§ Problem to solve:
Could you return, word for word, the lines of the records from the one containing "Can you tell me where the palm" through the end of the records, including both ends?

— Start Records —

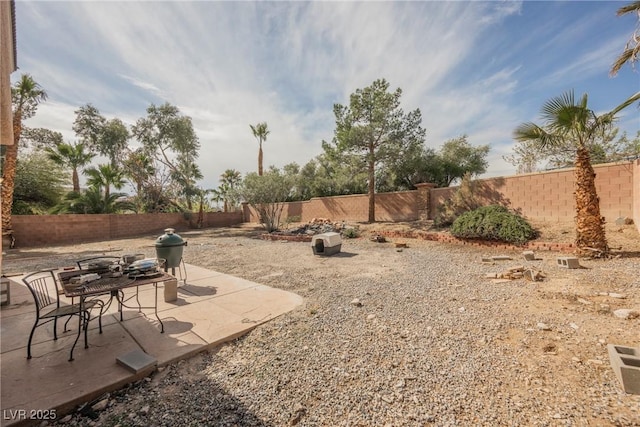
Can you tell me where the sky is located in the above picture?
[12,0,640,188]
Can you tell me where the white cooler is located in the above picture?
[311,233,342,256]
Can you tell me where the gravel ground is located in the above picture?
[3,224,640,427]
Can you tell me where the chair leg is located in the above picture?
[84,311,91,348]
[63,316,73,332]
[27,319,38,359]
[69,313,87,362]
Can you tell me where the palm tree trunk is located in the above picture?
[369,144,376,223]
[71,168,80,193]
[2,117,22,236]
[574,147,609,256]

— End Records —

§ Output of the task:
Can you tell me where the palm tree trunk is located in the above picture?
[369,144,376,223]
[71,168,80,193]
[2,117,22,236]
[574,147,609,256]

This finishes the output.